#### Action item
The lines below that include "drop" are to be found and copied.

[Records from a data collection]
-- -- --
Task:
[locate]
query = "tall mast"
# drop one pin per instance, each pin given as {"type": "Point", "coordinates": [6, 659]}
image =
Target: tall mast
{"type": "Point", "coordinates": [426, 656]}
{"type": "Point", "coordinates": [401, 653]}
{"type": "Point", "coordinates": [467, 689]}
-- -- --
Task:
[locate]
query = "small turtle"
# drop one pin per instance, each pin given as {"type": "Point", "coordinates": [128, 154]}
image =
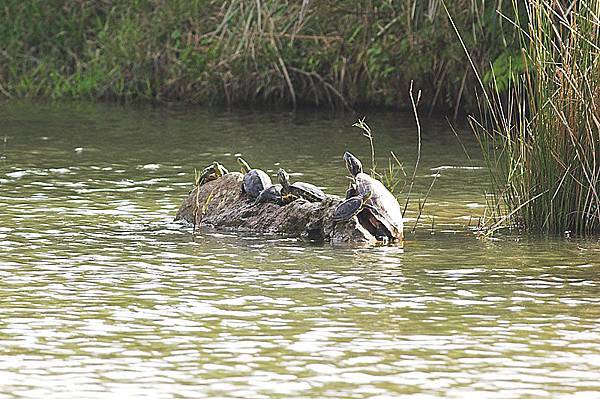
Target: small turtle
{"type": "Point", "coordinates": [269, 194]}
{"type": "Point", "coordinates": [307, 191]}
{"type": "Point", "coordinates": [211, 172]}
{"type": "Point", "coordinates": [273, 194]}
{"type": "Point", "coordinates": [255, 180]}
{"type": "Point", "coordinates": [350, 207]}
-- -- --
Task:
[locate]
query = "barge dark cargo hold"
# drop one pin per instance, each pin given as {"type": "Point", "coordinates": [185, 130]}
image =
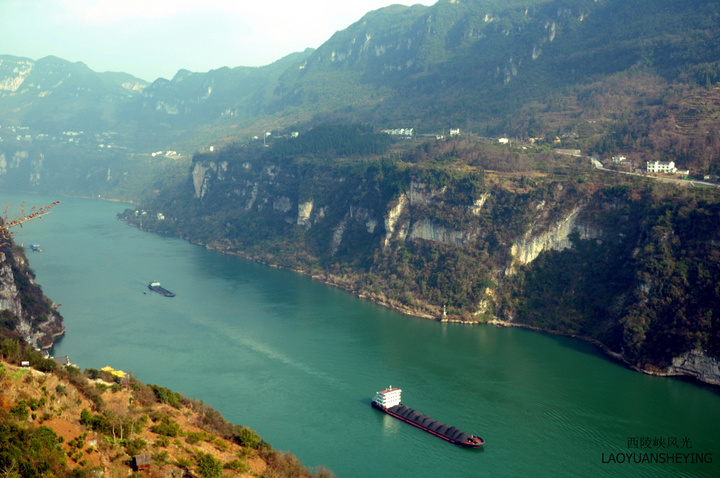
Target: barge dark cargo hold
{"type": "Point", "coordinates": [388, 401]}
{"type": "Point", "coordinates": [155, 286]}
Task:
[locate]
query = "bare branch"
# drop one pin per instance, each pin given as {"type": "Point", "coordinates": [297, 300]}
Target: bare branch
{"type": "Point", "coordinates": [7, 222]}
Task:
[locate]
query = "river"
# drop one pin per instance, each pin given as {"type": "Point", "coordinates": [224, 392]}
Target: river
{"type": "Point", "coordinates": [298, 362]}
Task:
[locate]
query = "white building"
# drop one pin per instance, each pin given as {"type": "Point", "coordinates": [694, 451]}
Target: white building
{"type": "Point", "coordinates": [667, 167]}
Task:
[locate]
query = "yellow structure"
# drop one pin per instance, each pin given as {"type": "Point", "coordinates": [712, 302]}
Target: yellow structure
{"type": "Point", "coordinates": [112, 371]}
-- -- --
#### Answer space
# drop one pin per instance, each pin given as {"type": "Point", "coordinates": [6, 659]}
# drop one pin per instance, each pin given as {"type": "Point", "coordinates": [128, 154]}
# drop one pin per instance, each pin given as {"type": "Point", "coordinates": [185, 130]}
# drop one pin per instance, each pin given as {"type": "Point", "coordinates": [297, 300]}
# drop one pin per instance, each pin given as {"type": "Point", "coordinates": [224, 392]}
# drop one pin per instance, each pin given as {"type": "Point", "coordinates": [694, 451]}
# drop one pin per instance, each pin given as {"type": "Point", "coordinates": [712, 302]}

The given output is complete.